Short task -
Reproduce every line of the records below word for word, keeping their order unchanged.

Material for the task -

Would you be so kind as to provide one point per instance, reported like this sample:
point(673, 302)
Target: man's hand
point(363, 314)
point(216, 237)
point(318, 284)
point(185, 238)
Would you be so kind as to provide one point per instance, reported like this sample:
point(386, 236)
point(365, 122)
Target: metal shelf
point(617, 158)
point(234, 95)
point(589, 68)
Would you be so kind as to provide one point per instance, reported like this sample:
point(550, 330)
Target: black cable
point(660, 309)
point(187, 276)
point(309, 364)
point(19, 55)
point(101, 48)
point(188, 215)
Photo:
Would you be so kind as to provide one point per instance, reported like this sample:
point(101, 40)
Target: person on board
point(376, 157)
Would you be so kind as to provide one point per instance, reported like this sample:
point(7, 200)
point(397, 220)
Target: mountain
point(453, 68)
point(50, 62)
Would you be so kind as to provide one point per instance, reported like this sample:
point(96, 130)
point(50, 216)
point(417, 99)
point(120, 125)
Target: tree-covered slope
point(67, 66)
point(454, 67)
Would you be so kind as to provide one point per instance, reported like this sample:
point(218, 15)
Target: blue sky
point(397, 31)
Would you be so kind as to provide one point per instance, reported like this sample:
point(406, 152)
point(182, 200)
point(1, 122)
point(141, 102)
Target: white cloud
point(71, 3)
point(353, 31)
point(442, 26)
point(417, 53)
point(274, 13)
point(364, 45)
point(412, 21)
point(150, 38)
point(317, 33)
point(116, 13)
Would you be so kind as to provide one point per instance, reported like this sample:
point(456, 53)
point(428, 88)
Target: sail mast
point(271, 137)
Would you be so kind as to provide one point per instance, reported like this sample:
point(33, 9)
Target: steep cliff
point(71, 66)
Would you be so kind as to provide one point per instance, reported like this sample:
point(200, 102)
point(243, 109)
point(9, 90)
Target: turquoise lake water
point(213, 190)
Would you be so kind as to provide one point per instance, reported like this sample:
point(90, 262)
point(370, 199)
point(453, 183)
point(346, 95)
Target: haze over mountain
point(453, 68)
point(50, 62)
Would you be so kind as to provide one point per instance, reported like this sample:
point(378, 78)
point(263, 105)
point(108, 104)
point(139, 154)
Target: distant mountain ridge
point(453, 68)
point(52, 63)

Exercise solution -
Would you be so kind as to provide one point per instance, reported like this sample:
point(673, 302)
Target: man's hand
point(363, 314)
point(216, 237)
point(318, 284)
point(185, 238)
Would you be so kind as to provide one point per instance, reported like this sample:
point(386, 236)
point(365, 122)
Target: metal shelf
point(617, 158)
point(234, 95)
point(589, 68)
Would you be so kind as to provide one point per instance, reported like this sample:
point(550, 330)
Target: black cable
point(660, 309)
point(187, 276)
point(309, 364)
point(19, 55)
point(101, 48)
point(188, 215)
Photo:
Would you be so kind as to provide one point per instance, reported like this sample:
point(101, 40)
Target: person on board
point(376, 157)
Would you be so kind as to provide one point per instance, reported like this sample:
point(7, 200)
point(397, 220)
Target: mountain
point(453, 68)
point(50, 62)
Would you be so kind as to provide one point per instance, reported like this sample:
point(96, 130)
point(50, 216)
point(417, 99)
point(120, 125)
Target: tree-covered slope
point(67, 66)
point(454, 67)
Would you be so kind as to provide one point per instance, reported like this sample:
point(218, 15)
Target: blue sky
point(397, 31)
Would you be so kind as to provide one point per instance, reported like this sample:
point(406, 152)
point(182, 200)
point(1, 122)
point(141, 102)
Target: white cloud
point(71, 3)
point(353, 31)
point(442, 26)
point(417, 53)
point(274, 13)
point(364, 45)
point(412, 21)
point(150, 38)
point(317, 33)
point(116, 13)
Would you be so kind as to provide one point per instance, reported like this sample:
point(456, 53)
point(428, 88)
Target: sail mast
point(271, 137)
Would you be so kind as to provide one point per instance, reported like this sample:
point(33, 9)
Target: steep cliff
point(71, 66)
Would you be so kind as to provide one point per instance, reported like this sample:
point(200, 102)
point(243, 109)
point(9, 90)
Target: turquoise lake water
point(213, 190)
Would you be so kind as to provide one point per instance, reported like this sample:
point(90, 262)
point(370, 199)
point(453, 183)
point(346, 95)
Target: haze over mountain
point(453, 68)
point(50, 62)
Would you be so kind as to provide one point per instance, reported like this sample:
point(378, 78)
point(263, 105)
point(108, 104)
point(139, 154)
Target: distant mountain ridge
point(453, 68)
point(52, 63)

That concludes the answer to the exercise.